YOUR GOAL
Rewrite the rows between the line holding "Exercise. Point out the curly" and the line holding "[(269, 214)]", inclusive, and nothing else. Scale only the point coordinates in the answers by 1.5, rounding each to a whole number with halves going up, and leave the requests and their format samples unchanged.

[Records from a dataset]
++++++++++
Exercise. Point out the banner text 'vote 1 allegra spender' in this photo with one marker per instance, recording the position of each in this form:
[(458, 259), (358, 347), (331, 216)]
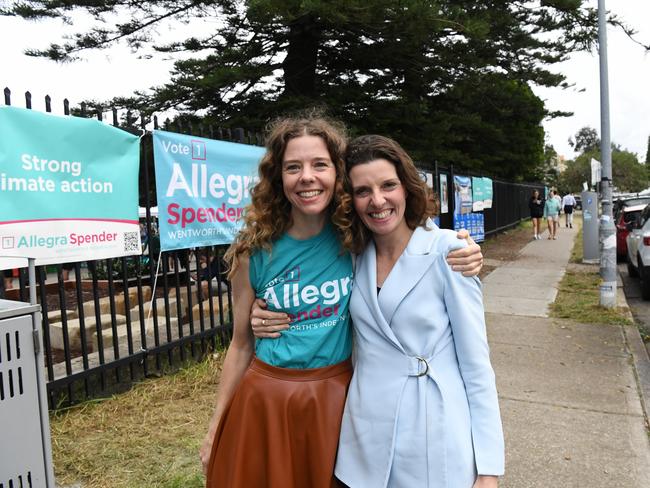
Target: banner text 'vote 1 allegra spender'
[(203, 186)]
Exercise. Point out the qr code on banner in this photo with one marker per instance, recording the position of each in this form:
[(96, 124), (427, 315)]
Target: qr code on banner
[(131, 241)]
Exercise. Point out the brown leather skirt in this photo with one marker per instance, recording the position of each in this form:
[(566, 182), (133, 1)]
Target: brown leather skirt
[(281, 429)]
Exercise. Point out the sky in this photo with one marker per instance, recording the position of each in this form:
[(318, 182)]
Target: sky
[(118, 72)]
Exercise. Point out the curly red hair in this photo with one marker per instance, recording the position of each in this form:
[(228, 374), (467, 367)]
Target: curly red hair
[(269, 214)]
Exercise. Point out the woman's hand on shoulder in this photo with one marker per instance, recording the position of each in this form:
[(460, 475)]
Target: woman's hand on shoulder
[(468, 260), (267, 324), (484, 481)]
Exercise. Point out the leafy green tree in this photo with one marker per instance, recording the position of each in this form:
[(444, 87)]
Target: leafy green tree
[(628, 174), (447, 78), (586, 139)]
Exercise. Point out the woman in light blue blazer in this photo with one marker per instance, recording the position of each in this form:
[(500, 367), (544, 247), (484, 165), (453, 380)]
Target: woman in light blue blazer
[(422, 407)]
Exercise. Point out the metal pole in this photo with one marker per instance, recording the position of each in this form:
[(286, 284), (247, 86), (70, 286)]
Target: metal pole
[(40, 379), (607, 231)]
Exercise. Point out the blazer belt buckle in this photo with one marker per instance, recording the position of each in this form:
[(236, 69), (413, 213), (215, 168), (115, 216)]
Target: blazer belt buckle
[(426, 366)]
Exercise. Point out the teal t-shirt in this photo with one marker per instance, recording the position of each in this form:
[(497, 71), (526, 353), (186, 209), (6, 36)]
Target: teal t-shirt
[(311, 281)]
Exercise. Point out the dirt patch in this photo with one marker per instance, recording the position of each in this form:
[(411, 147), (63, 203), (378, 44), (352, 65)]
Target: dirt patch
[(504, 247)]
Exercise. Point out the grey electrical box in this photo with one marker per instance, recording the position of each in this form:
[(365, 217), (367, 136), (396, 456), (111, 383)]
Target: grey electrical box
[(590, 222), (25, 445)]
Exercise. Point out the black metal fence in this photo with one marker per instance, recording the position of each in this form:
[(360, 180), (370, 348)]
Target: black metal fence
[(109, 326)]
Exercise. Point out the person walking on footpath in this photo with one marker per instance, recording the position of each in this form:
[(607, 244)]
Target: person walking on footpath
[(422, 409), (552, 214), (536, 206), (277, 419), (568, 204)]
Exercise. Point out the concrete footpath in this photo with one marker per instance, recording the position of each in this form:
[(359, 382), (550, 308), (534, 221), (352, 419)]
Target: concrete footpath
[(571, 395)]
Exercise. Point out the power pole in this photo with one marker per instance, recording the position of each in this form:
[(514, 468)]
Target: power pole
[(607, 231)]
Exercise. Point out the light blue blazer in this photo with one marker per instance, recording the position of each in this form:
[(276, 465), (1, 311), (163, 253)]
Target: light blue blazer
[(422, 408)]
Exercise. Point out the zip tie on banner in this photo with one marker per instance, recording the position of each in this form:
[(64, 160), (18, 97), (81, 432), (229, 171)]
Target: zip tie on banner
[(153, 291)]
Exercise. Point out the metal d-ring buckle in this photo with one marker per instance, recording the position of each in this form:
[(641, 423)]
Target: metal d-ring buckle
[(426, 366)]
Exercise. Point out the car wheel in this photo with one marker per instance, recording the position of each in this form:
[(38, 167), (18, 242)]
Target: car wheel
[(644, 273)]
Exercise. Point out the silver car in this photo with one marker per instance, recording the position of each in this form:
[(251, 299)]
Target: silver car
[(638, 250)]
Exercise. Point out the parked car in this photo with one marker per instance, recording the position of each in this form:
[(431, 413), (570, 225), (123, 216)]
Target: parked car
[(638, 251), (626, 216), (627, 201)]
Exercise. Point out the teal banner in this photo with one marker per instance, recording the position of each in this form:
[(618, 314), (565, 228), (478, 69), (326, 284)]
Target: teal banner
[(68, 188), (481, 193), (203, 187)]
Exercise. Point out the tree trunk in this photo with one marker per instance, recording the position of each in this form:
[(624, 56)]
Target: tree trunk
[(302, 55)]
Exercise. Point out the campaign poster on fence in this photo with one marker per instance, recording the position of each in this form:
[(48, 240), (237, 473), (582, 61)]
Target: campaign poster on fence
[(477, 194), (462, 195), (203, 186), (473, 222), (68, 189), (444, 195), (487, 192)]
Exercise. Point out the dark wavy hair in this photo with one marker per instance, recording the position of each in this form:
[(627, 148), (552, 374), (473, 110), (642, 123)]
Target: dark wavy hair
[(269, 214), (420, 203)]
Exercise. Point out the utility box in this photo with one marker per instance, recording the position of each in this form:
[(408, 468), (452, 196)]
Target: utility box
[(590, 222), (25, 444)]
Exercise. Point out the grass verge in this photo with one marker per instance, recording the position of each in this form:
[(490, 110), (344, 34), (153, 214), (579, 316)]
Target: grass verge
[(578, 296), (147, 437), (578, 299)]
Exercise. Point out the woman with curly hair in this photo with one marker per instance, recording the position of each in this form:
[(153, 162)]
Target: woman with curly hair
[(278, 413)]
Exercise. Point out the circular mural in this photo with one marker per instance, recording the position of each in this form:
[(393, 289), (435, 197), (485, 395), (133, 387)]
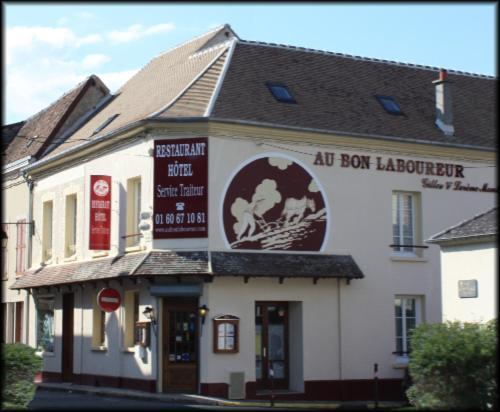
++++++++++
EXERCISE RESPONSE
Exercise. Point out the curly red hair in this photo with one marker per instance, recording the position of each in this form:
[(228, 374), (467, 367)]
Target: curly red hair
[(404, 321)]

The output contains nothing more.